* **Directions for this task**: Among the lines of the data, copy those that hold "child".

[Segmentation mask data]
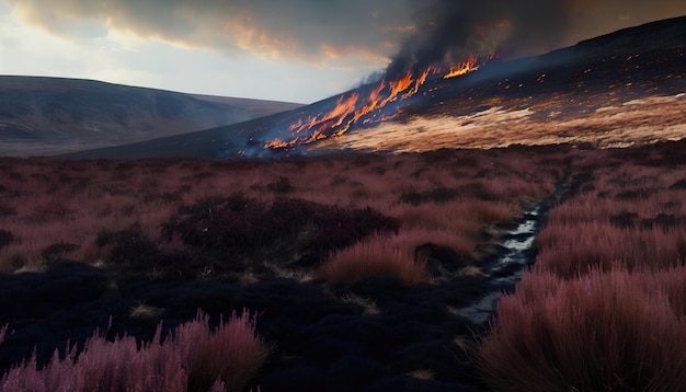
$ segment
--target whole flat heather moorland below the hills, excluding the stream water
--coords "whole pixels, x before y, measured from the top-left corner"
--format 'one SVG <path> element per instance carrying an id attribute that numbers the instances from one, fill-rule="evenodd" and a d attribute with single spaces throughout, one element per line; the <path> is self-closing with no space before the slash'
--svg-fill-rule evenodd
<path id="1" fill-rule="evenodd" d="M 1 389 L 684 390 L 684 147 L 2 158 Z"/>

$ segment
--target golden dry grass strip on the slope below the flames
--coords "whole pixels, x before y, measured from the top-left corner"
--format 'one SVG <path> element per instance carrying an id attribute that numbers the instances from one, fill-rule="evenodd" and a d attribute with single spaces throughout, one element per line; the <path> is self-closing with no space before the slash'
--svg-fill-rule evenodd
<path id="1" fill-rule="evenodd" d="M 561 94 L 562 99 L 564 94 Z M 547 101 L 554 101 L 554 96 Z M 418 117 L 388 122 L 364 132 L 329 138 L 318 148 L 421 152 L 437 148 L 491 149 L 511 145 L 592 143 L 627 147 L 654 140 L 681 140 L 686 129 L 686 97 L 649 96 L 627 103 L 605 102 L 592 113 L 535 116 L 546 107 L 512 109 L 492 106 L 462 116 Z M 564 111 L 569 102 L 558 103 Z M 583 129 L 583 131 L 579 131 Z"/>

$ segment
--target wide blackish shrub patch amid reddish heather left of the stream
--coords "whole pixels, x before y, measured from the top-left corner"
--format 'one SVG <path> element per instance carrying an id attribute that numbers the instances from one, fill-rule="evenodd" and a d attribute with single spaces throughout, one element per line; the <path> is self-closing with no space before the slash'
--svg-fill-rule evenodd
<path id="1" fill-rule="evenodd" d="M 371 208 L 340 208 L 295 198 L 277 198 L 270 205 L 233 195 L 182 207 L 162 230 L 168 239 L 179 233 L 185 244 L 220 258 L 265 252 L 287 258 L 286 247 L 293 254 L 323 257 L 374 232 L 398 227 L 396 219 Z"/>

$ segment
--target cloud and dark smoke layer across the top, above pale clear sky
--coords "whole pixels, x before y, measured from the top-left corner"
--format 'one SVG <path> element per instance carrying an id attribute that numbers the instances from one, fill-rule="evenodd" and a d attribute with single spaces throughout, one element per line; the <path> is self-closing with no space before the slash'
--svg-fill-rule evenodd
<path id="1" fill-rule="evenodd" d="M 686 14 L 671 0 L 5 0 L 68 37 L 128 32 L 188 48 L 389 71 L 550 50 Z"/>

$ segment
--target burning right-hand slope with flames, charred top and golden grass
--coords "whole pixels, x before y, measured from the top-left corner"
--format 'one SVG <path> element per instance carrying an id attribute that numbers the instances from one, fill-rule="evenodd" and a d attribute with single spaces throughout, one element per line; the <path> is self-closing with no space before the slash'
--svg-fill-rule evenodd
<path id="1" fill-rule="evenodd" d="M 331 106 L 308 107 L 263 147 L 426 151 L 679 139 L 686 130 L 683 22 L 656 22 L 518 60 L 468 56 L 455 66 L 413 71 L 427 64 L 415 60 L 400 73 L 390 71 L 397 60 L 386 79 L 342 94 Z"/>

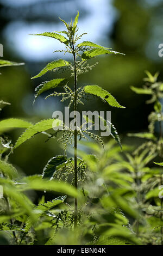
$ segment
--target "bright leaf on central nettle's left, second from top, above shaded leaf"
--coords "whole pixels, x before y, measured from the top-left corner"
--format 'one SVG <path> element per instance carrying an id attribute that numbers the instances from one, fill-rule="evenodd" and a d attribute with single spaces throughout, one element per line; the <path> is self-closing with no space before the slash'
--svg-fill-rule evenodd
<path id="1" fill-rule="evenodd" d="M 57 59 L 57 60 L 54 60 L 53 62 L 49 62 L 46 67 L 44 69 L 41 70 L 41 72 L 32 77 L 31 79 L 33 78 L 37 78 L 37 77 L 40 77 L 40 76 L 43 76 L 45 75 L 48 71 L 52 71 L 53 69 L 56 69 L 56 68 L 60 68 L 61 66 L 68 66 L 70 65 L 70 62 L 67 62 L 66 60 L 64 59 Z"/>

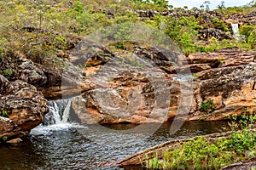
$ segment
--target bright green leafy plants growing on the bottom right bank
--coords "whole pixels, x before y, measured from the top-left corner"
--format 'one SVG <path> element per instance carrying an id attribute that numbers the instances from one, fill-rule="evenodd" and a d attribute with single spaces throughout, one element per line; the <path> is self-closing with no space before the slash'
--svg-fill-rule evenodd
<path id="1" fill-rule="evenodd" d="M 232 133 L 228 138 L 189 139 L 177 149 L 166 150 L 163 158 L 156 156 L 145 163 L 150 169 L 219 169 L 256 156 L 256 115 L 243 115 L 231 123 Z M 146 156 L 147 157 L 147 156 Z"/>

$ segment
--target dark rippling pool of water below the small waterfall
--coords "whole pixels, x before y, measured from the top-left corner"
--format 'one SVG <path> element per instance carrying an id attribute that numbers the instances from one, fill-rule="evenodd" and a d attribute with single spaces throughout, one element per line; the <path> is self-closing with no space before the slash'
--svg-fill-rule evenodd
<path id="1" fill-rule="evenodd" d="M 148 128 L 154 125 L 148 124 Z M 170 126 L 171 122 L 165 123 L 153 134 L 119 133 L 136 127 L 132 124 L 105 126 L 118 130 L 117 133 L 67 123 L 37 127 L 23 144 L 0 147 L 0 169 L 123 169 L 99 166 L 170 139 L 223 132 L 222 127 L 227 127 L 227 123 L 186 122 L 174 135 L 169 133 Z"/>

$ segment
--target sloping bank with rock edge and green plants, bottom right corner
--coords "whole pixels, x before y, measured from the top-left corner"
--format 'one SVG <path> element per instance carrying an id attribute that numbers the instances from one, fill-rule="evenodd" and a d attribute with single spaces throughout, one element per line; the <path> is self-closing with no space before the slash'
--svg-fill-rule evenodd
<path id="1" fill-rule="evenodd" d="M 248 126 L 240 131 L 171 140 L 128 156 L 116 165 L 148 169 L 252 169 L 256 164 L 255 132 Z"/>

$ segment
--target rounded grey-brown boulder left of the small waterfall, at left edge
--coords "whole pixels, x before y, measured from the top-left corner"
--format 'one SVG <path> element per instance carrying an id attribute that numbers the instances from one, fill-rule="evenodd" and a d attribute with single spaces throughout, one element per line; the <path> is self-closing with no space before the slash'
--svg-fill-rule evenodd
<path id="1" fill-rule="evenodd" d="M 0 94 L 0 139 L 22 138 L 44 120 L 49 111 L 48 101 L 37 88 L 17 80 L 8 82 L 0 75 L 0 84 L 6 89 Z M 8 117 L 3 117 L 3 112 Z"/>

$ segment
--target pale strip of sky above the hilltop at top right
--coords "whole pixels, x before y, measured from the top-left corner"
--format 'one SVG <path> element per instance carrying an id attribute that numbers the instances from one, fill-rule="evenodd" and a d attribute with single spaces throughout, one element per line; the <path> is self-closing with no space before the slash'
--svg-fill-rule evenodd
<path id="1" fill-rule="evenodd" d="M 206 0 L 169 0 L 169 4 L 173 5 L 174 7 L 184 7 L 188 6 L 189 8 L 197 7 L 200 8 L 201 4 L 204 3 Z M 210 0 L 210 8 L 214 9 L 220 4 L 222 0 Z M 233 7 L 233 6 L 242 6 L 246 5 L 247 3 L 252 2 L 252 0 L 225 0 L 224 1 L 225 7 Z"/>

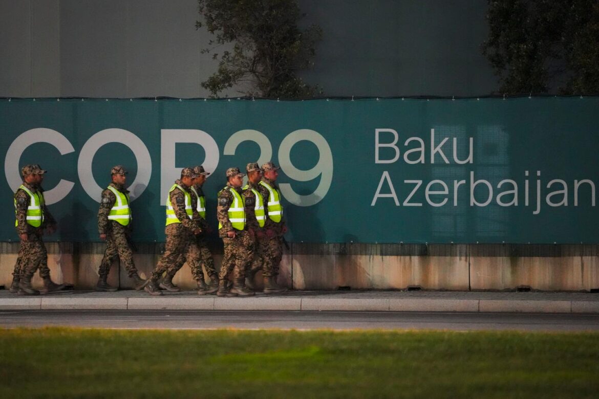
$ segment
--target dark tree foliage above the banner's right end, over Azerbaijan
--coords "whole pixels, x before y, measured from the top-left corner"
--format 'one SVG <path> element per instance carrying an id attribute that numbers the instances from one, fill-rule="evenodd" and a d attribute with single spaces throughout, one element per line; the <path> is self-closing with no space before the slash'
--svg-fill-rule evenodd
<path id="1" fill-rule="evenodd" d="M 502 93 L 599 93 L 597 0 L 489 0 L 487 20 Z"/>

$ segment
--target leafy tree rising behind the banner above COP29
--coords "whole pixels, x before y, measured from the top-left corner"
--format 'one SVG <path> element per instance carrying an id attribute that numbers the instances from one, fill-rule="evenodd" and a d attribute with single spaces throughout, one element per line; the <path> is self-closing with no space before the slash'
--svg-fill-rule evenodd
<path id="1" fill-rule="evenodd" d="M 196 29 L 206 26 L 214 35 L 202 53 L 219 60 L 217 71 L 202 82 L 211 95 L 234 86 L 247 96 L 268 98 L 319 93 L 296 72 L 314 65 L 322 30 L 316 25 L 298 28 L 301 14 L 295 0 L 198 0 L 198 5 L 204 22 L 196 22 Z M 216 52 L 228 43 L 232 50 Z"/>

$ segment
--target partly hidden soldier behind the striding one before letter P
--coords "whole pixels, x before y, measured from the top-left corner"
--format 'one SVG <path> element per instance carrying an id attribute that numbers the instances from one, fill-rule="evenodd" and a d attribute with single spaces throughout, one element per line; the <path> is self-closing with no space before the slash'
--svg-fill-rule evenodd
<path id="1" fill-rule="evenodd" d="M 198 177 L 193 179 L 193 185 L 191 187 L 192 206 L 196 208 L 197 212 L 194 217 L 195 221 L 199 224 L 199 228 L 202 229 L 202 233 L 192 237 L 198 246 L 198 257 L 187 259 L 187 263 L 189 263 L 193 275 L 199 277 L 198 295 L 213 294 L 216 293 L 219 288 L 219 278 L 214 269 L 214 260 L 210 249 L 208 249 L 208 242 L 206 240 L 206 234 L 210 233 L 211 229 L 206 221 L 206 200 L 204 191 L 202 191 L 202 185 L 204 185 L 204 182 L 210 173 L 206 172 L 203 166 L 193 167 L 193 172 L 195 172 Z M 205 284 L 202 265 L 210 278 L 210 285 Z"/>

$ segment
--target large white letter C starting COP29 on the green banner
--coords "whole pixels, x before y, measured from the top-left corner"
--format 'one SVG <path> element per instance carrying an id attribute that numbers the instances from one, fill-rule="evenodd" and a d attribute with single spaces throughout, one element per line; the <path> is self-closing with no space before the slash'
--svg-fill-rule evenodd
<path id="1" fill-rule="evenodd" d="M 37 127 L 21 133 L 8 147 L 6 158 L 4 159 L 4 173 L 8 185 L 13 191 L 22 183 L 21 171 L 19 169 L 20 159 L 27 147 L 38 142 L 52 144 L 60 155 L 69 154 L 75 151 L 71 142 L 61 135 L 56 130 L 47 129 L 46 127 Z M 44 199 L 47 205 L 59 202 L 71 192 L 74 182 L 60 179 L 56 187 L 47 190 L 44 193 Z"/>

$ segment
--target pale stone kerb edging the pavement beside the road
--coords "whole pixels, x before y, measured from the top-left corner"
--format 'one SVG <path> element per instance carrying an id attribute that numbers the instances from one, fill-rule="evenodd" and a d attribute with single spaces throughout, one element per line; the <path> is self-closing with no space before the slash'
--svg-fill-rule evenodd
<path id="1" fill-rule="evenodd" d="M 77 298 L 0 299 L 0 310 L 287 310 L 354 312 L 599 313 L 599 301 L 486 299 L 338 299 L 318 297 L 250 298 Z"/>

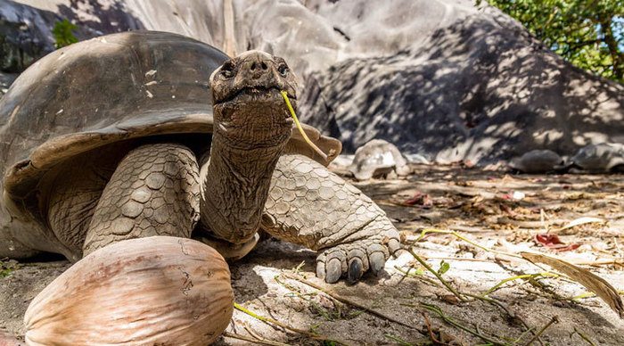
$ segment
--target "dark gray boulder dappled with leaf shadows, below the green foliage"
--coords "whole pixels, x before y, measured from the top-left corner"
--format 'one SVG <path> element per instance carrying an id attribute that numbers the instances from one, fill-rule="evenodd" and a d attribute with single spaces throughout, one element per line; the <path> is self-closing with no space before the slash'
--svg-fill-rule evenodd
<path id="1" fill-rule="evenodd" d="M 382 138 L 434 161 L 487 164 L 624 141 L 624 86 L 563 62 L 495 10 L 422 47 L 340 62 L 307 84 L 316 86 L 302 118 L 348 152 Z"/>

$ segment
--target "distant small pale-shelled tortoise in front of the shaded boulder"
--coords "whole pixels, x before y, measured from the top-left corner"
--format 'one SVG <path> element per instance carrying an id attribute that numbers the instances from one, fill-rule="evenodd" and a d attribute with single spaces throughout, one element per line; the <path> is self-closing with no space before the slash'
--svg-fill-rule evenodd
<path id="1" fill-rule="evenodd" d="M 391 173 L 406 176 L 411 172 L 397 146 L 382 139 L 374 139 L 357 148 L 349 170 L 357 180 L 387 176 Z"/>

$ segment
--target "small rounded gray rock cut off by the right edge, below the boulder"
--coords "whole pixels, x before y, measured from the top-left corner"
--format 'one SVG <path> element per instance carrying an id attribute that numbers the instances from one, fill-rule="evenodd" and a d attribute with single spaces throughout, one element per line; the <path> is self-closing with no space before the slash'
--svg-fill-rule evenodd
<path id="1" fill-rule="evenodd" d="M 589 172 L 624 172 L 624 144 L 603 143 L 584 146 L 571 163 Z"/>

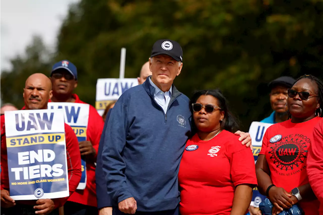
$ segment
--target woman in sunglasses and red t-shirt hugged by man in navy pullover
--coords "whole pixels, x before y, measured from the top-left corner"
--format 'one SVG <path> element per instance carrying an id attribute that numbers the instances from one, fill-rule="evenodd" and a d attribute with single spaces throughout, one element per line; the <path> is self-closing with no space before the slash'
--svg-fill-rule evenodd
<path id="1" fill-rule="evenodd" d="M 196 134 L 187 141 L 179 170 L 182 215 L 246 213 L 257 185 L 250 148 L 219 90 L 203 90 L 191 100 Z"/>

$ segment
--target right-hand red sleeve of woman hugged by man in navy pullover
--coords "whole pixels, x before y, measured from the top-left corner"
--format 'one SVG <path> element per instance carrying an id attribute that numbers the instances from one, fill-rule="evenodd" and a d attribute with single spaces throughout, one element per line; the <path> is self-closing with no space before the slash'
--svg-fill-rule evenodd
<path id="1" fill-rule="evenodd" d="M 229 160 L 231 164 L 231 179 L 234 186 L 252 184 L 257 186 L 255 159 L 250 148 L 241 145 L 238 137 L 228 144 Z"/>

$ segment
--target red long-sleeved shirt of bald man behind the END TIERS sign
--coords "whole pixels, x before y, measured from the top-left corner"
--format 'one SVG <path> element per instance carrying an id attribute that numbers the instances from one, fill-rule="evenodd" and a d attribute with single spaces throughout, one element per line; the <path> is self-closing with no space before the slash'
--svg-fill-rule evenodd
<path id="1" fill-rule="evenodd" d="M 5 116 L 0 116 L 0 163 L 1 163 L 1 174 L 0 174 L 0 190 L 9 190 L 9 178 L 8 178 L 8 157 L 7 157 L 7 145 L 5 136 Z M 68 187 L 69 195 L 71 195 L 81 180 L 81 156 L 78 152 L 78 138 L 76 137 L 73 129 L 65 124 L 65 141 L 66 141 L 66 155 L 67 155 L 67 168 L 68 168 Z M 10 190 L 9 190 L 10 191 Z M 61 207 L 68 200 L 68 197 L 53 199 L 55 208 Z M 19 201 L 22 204 L 36 205 L 35 200 L 30 201 Z"/>

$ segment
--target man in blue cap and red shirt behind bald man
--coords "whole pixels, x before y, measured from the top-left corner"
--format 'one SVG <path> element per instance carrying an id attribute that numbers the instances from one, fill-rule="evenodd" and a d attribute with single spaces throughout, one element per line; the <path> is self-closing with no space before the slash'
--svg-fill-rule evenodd
<path id="1" fill-rule="evenodd" d="M 53 86 L 52 102 L 85 103 L 73 90 L 78 86 L 77 68 L 68 60 L 57 62 L 52 69 L 50 79 Z M 84 190 L 76 190 L 64 205 L 68 215 L 97 214 L 97 198 L 95 185 L 95 164 L 99 141 L 104 122 L 97 110 L 90 105 L 87 127 L 87 140 L 79 142 L 81 156 L 86 160 L 87 184 Z"/>

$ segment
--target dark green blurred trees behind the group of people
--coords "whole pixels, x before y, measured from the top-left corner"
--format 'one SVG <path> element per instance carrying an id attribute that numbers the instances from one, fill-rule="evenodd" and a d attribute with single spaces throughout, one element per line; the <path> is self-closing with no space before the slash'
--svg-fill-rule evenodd
<path id="1" fill-rule="evenodd" d="M 30 74 L 49 74 L 68 59 L 78 67 L 76 93 L 94 105 L 96 80 L 118 78 L 120 48 L 127 48 L 125 77 L 137 77 L 158 39 L 183 48 L 176 87 L 219 87 L 247 130 L 271 113 L 267 84 L 282 75 L 323 78 L 321 0 L 80 0 L 70 5 L 54 53 L 35 37 L 24 56 L 11 60 L 0 80 L 4 102 L 23 106 Z"/>

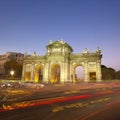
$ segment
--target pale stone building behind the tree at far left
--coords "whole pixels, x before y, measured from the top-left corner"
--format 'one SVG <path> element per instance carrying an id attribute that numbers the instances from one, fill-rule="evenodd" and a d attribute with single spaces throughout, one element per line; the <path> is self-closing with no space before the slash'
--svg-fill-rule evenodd
<path id="1" fill-rule="evenodd" d="M 18 62 L 23 62 L 24 54 L 16 52 L 6 52 L 3 55 L 0 55 L 0 78 L 5 76 L 4 64 L 11 59 L 15 59 Z"/>

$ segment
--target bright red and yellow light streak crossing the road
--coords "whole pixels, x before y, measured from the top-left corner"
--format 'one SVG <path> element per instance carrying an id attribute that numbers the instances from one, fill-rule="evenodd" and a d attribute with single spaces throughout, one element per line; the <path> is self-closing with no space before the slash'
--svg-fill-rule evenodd
<path id="1" fill-rule="evenodd" d="M 92 97 L 92 95 L 86 94 L 86 95 L 80 95 L 80 96 L 57 97 L 57 98 L 50 98 L 50 99 L 43 99 L 43 100 L 32 100 L 32 101 L 14 103 L 11 105 L 3 104 L 2 107 L 0 108 L 0 112 L 15 110 L 15 109 L 23 109 L 27 107 L 33 107 L 33 106 L 48 105 L 48 104 L 71 101 L 71 100 L 76 100 L 76 99 L 86 99 L 90 97 Z"/>

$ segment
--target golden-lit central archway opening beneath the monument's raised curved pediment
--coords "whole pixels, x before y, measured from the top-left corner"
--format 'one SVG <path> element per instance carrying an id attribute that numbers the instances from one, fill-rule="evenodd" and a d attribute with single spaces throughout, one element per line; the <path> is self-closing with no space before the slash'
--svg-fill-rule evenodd
<path id="1" fill-rule="evenodd" d="M 53 64 L 51 67 L 51 83 L 60 83 L 60 65 Z"/>

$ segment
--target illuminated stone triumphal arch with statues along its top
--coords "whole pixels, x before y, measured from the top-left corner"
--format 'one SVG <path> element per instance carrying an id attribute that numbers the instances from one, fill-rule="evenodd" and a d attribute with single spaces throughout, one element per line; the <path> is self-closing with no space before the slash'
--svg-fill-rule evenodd
<path id="1" fill-rule="evenodd" d="M 97 48 L 89 52 L 86 48 L 82 53 L 73 53 L 72 47 L 63 40 L 50 41 L 44 56 L 24 56 L 22 80 L 40 83 L 77 82 L 75 69 L 83 67 L 82 81 L 101 81 L 101 50 Z"/>

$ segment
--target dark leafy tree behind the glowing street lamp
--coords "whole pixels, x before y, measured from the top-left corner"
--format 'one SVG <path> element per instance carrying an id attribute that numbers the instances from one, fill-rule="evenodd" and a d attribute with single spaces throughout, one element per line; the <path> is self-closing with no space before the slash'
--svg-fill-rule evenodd
<path id="1" fill-rule="evenodd" d="M 13 70 L 15 72 L 14 74 L 14 78 L 16 79 L 20 79 L 21 75 L 22 75 L 22 67 L 23 64 L 20 62 L 17 62 L 15 59 L 10 59 L 10 61 L 7 61 L 4 64 L 4 68 L 5 68 L 5 75 L 7 78 L 10 78 L 10 71 Z"/>

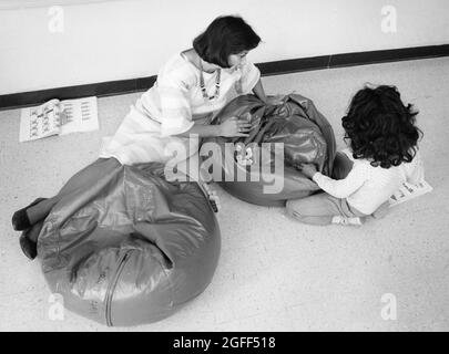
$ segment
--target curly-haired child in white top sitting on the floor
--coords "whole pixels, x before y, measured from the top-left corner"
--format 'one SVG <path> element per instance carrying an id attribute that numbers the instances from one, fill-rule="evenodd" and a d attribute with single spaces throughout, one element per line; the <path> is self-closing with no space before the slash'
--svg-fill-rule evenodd
<path id="1" fill-rule="evenodd" d="M 360 90 L 341 119 L 349 148 L 337 154 L 334 178 L 304 164 L 302 173 L 325 192 L 288 200 L 287 212 L 310 225 L 361 225 L 366 217 L 385 214 L 402 183 L 424 179 L 417 114 L 410 104 L 404 105 L 395 86 Z M 341 176 L 337 170 L 345 165 L 350 170 Z"/>

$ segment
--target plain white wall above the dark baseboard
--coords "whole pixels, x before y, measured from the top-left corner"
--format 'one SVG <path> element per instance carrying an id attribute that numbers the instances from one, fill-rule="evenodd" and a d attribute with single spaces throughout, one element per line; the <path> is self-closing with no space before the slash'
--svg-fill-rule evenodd
<path id="1" fill-rule="evenodd" d="M 220 14 L 262 37 L 253 62 L 449 43 L 448 0 L 68 1 L 55 33 L 49 6 L 0 10 L 0 94 L 154 75 Z M 396 33 L 381 31 L 384 6 Z"/>

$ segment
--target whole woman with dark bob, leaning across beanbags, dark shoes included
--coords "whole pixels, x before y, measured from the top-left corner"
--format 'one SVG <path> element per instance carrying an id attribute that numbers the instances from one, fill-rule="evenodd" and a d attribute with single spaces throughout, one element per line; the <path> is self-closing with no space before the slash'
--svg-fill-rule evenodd
<path id="1" fill-rule="evenodd" d="M 32 226 L 43 222 L 52 207 L 68 194 L 89 188 L 99 176 L 121 165 L 157 162 L 166 164 L 175 178 L 200 183 L 212 204 L 216 194 L 200 178 L 200 138 L 247 136 L 251 125 L 237 118 L 211 125 L 214 115 L 229 101 L 254 93 L 267 102 L 261 72 L 246 55 L 261 38 L 239 17 L 218 17 L 193 41 L 193 48 L 173 55 L 157 74 L 157 81 L 131 106 L 119 129 L 103 143 L 100 158 L 74 175 L 52 198 L 38 198 L 14 212 L 14 230 L 23 252 L 34 258 L 38 235 Z M 272 98 L 276 104 L 276 98 Z M 172 168 L 172 167 L 176 168 Z M 174 179 L 174 178 L 173 178 Z"/>

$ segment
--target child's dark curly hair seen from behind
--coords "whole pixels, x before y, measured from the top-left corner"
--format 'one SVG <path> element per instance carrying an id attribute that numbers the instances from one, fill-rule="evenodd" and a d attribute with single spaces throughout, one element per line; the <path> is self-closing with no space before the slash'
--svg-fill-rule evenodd
<path id="1" fill-rule="evenodd" d="M 345 140 L 354 158 L 371 160 L 371 166 L 389 168 L 411 162 L 422 132 L 415 126 L 418 112 L 404 105 L 396 86 L 365 86 L 350 102 L 341 119 Z"/>

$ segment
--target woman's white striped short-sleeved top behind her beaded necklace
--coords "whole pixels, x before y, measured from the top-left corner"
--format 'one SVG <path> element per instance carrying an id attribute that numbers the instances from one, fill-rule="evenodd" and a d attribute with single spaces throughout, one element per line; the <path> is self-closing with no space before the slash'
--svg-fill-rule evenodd
<path id="1" fill-rule="evenodd" d="M 203 72 L 210 96 L 215 93 L 216 75 L 217 71 Z M 200 70 L 178 53 L 160 70 L 156 83 L 137 100 L 135 107 L 161 123 L 162 136 L 177 135 L 188 131 L 195 122 L 210 121 L 239 94 L 251 93 L 259 79 L 259 70 L 251 62 L 235 69 L 222 69 L 220 96 L 207 100 L 200 86 Z M 236 90 L 237 82 L 241 92 Z"/>

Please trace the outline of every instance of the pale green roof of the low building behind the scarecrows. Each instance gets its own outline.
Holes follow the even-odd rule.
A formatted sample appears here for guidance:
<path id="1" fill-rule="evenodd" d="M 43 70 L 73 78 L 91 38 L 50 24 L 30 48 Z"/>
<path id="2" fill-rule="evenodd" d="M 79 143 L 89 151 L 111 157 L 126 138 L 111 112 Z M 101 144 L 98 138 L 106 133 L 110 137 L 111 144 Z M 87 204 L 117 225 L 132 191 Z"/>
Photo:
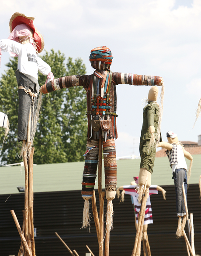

* **Reply to the task**:
--target curly-haired child in white top sitting on the floor
--target child's dark curly hair seen from behind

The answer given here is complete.